BEGIN

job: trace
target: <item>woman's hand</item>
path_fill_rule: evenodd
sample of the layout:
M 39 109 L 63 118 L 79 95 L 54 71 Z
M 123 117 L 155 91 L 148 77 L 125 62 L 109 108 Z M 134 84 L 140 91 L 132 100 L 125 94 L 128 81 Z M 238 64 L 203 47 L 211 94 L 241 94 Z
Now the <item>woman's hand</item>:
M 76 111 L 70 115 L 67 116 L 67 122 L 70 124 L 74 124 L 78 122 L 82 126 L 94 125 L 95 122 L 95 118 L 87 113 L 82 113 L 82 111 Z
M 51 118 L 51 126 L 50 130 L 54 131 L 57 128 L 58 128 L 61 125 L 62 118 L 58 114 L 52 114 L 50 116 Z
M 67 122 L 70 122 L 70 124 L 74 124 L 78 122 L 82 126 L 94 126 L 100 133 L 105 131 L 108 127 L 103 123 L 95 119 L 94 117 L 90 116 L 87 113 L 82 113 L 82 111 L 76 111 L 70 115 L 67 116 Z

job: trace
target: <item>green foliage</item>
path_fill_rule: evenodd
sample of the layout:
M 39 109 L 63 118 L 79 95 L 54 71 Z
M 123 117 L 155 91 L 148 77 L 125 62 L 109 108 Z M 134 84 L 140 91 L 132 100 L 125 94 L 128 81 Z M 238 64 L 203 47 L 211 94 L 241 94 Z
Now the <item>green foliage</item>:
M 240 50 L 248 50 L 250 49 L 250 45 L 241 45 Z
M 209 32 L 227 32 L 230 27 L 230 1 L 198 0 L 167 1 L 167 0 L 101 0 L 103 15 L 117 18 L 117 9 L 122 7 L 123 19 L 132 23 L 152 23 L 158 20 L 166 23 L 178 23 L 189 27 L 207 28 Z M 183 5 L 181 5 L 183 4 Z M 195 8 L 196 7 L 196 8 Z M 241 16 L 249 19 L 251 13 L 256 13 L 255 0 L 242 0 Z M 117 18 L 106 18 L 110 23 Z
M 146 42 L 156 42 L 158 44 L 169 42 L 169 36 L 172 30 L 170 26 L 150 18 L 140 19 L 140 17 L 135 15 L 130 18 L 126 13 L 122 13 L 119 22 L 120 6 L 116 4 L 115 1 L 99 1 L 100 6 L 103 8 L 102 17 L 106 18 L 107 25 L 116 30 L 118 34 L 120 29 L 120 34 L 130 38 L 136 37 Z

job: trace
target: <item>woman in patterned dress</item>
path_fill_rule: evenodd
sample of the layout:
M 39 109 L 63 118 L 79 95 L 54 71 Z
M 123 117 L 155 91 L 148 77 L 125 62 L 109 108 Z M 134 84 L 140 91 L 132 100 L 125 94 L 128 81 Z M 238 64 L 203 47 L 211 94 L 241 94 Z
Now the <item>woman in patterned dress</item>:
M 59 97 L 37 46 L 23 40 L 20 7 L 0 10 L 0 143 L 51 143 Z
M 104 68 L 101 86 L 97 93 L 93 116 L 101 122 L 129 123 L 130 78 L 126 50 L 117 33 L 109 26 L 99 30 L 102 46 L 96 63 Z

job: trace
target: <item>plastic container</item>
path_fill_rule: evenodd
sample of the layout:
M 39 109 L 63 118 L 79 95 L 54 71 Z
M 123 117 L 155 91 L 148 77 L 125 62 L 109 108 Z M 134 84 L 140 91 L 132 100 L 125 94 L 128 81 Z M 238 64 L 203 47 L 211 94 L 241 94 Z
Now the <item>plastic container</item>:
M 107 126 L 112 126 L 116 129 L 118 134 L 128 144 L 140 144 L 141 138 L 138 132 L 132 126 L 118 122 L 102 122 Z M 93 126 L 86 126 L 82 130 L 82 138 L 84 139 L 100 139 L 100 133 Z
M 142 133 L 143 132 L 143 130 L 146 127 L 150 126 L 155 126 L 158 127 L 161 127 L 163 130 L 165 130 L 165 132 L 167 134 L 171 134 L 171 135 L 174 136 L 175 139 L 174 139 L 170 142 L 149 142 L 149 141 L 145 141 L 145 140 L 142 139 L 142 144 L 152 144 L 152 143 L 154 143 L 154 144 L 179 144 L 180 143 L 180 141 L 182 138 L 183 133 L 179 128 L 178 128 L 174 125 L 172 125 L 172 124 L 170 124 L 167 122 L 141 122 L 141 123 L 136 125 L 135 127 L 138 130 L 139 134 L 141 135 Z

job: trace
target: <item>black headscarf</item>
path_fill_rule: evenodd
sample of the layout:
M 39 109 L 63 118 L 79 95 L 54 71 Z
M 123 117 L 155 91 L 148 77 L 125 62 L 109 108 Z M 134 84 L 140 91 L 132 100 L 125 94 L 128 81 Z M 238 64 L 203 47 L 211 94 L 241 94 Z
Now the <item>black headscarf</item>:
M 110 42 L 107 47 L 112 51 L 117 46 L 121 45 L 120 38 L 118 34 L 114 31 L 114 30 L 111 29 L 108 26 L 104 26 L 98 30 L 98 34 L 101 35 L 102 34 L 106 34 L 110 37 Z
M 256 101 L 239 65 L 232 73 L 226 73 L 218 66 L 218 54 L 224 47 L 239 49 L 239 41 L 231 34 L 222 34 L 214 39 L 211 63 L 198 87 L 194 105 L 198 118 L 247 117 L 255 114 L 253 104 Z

END

Please pull out every line of the material above that contains the string "plastic", matching its case exactly.

target: <item>plastic container</item>
Now the <item>plastic container</item>:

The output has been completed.